- Written instruction a:
Answer these questions about the M-Stack description, one answer per line, marked (i), (ii), (iii):
(i) What speed of USB peripheral must a PIC have for M-Stack to support it?
(ii) For which microcontroller families is the fast bootloader offered?
(iii) Under which two licenses is the software released?

- Quoted text:
-- START --

A USB device stack is the software necessary to drive the USB device peripheral hardware on a microcontroller (MCU) or other device. Typically a USB peripheral only supports the transaction level and below of the USB protocol. Enumeration and transfers are left to the firmware to implement. The Microchip PIC line of microcontrollers work exactly this way.
M-Stack is a functional, well-documented, open source implementation of a USB stack for Microchip PICs which have the full-speed (12Mbit/s) USB peripheral. That includes numerous PIC 16F, 18F, 24F, and 32MX/MK/MM Microcontrollers.
M-Stack performs the following operations:
- USB device hardware initialization
- USB interrupt handling
- Management of the serial interface engine SIE
- Management of endpoints
- Fragmentation and reassembly of control transfers
- Handling and sending standard setup requests
- Enumeration
The following device classes are supported:
- HID - Human Interface Device
- Mass Storage Class (MSC) with MMC/SD card support
- Vendor WCID - Silent install plug & play USB FS comms via WinUSB / libusb
- CDC-ACM - Communication Device Class - Abstract Control Model
Other features include:
- Clean, well-documented examples for both device and PC-host (libusb)
- Fast bootloader for PIC24 and PIC32MX
While having a working USB stack is of great benefit when starting a USB project, know that there is no substitute for actually knowing the details of how USB works. The USB specification should be consulted frequently when creating a USB device.
This project was forked from: http://www.signal11.us/oss/m-stack/
This software is dual-licensed under the GNU Lesser General Public License (LGPL) version 3.0 and the Apache License, version 2.0. It may be used under the terms of either one of these licenses as seen fit. It may be used in commercial and open hardware projects so long as the conditions of one of these licenses can be met.

-- END --

- Data in this exercise:
-- START --

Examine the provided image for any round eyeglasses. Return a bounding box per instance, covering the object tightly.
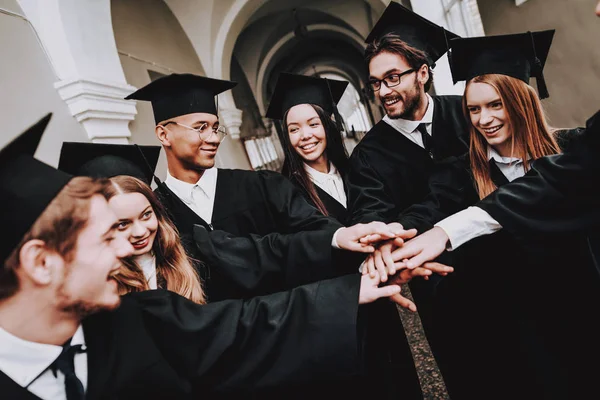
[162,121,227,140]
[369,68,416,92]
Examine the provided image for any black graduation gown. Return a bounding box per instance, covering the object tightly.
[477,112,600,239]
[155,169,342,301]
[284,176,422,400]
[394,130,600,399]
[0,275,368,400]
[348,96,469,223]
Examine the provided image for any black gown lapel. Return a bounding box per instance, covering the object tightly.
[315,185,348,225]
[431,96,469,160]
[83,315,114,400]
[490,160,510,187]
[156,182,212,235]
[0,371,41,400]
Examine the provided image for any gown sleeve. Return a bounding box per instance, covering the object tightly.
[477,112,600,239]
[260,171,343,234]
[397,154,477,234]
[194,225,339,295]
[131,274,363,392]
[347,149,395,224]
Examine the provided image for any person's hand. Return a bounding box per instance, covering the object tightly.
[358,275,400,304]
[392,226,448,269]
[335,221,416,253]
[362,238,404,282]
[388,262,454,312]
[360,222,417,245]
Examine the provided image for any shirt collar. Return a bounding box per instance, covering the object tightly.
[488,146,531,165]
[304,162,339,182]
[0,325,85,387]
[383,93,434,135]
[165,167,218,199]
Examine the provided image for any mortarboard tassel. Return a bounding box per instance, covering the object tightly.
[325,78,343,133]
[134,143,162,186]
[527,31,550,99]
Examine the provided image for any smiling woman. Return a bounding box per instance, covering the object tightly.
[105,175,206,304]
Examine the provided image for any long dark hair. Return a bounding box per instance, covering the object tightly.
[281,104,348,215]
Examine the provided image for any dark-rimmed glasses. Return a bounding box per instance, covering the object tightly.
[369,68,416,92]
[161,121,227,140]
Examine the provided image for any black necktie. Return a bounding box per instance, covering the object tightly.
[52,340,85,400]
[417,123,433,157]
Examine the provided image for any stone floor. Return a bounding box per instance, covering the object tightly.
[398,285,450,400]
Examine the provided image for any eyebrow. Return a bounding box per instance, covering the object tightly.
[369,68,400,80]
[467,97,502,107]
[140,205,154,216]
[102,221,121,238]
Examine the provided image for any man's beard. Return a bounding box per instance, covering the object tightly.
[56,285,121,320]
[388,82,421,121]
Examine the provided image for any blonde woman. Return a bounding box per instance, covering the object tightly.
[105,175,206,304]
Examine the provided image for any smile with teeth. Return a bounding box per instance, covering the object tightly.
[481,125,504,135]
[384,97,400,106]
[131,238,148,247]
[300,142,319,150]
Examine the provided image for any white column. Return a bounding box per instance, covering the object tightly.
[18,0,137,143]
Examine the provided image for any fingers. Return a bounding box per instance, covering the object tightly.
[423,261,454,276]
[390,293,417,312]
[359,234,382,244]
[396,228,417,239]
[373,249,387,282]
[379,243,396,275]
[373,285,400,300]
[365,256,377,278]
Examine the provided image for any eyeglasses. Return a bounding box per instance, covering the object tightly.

-- END --

- Written instruction b:
Rewrite the lines of the listing as a numbered list, without blank lines. Start at the line containing "Examine the provided image for any fingers." and continue through the end of the listing.

- Exercise output a:
(i) Full-speed (12Mbit/s)
(ii) PIC24 and PIC32MX
(iii) The GNU Lesser General Public License (LGPL) version 3.0 and the Apache License, version 2.0

- Exercise output b:
1. Examine the provided image for any fingers. Return a bounding box per instance, covering the object tightly.
2. [423,261,454,276]
3. [390,293,417,312]
4. [359,234,382,244]
5. [396,228,417,239]
6. [373,249,387,282]
7. [379,243,396,275]
8. [373,285,400,300]
9. [365,256,377,278]
10. Examine the provided image for any eyeglasses. Return a bounding box per instance, covering the object tightly.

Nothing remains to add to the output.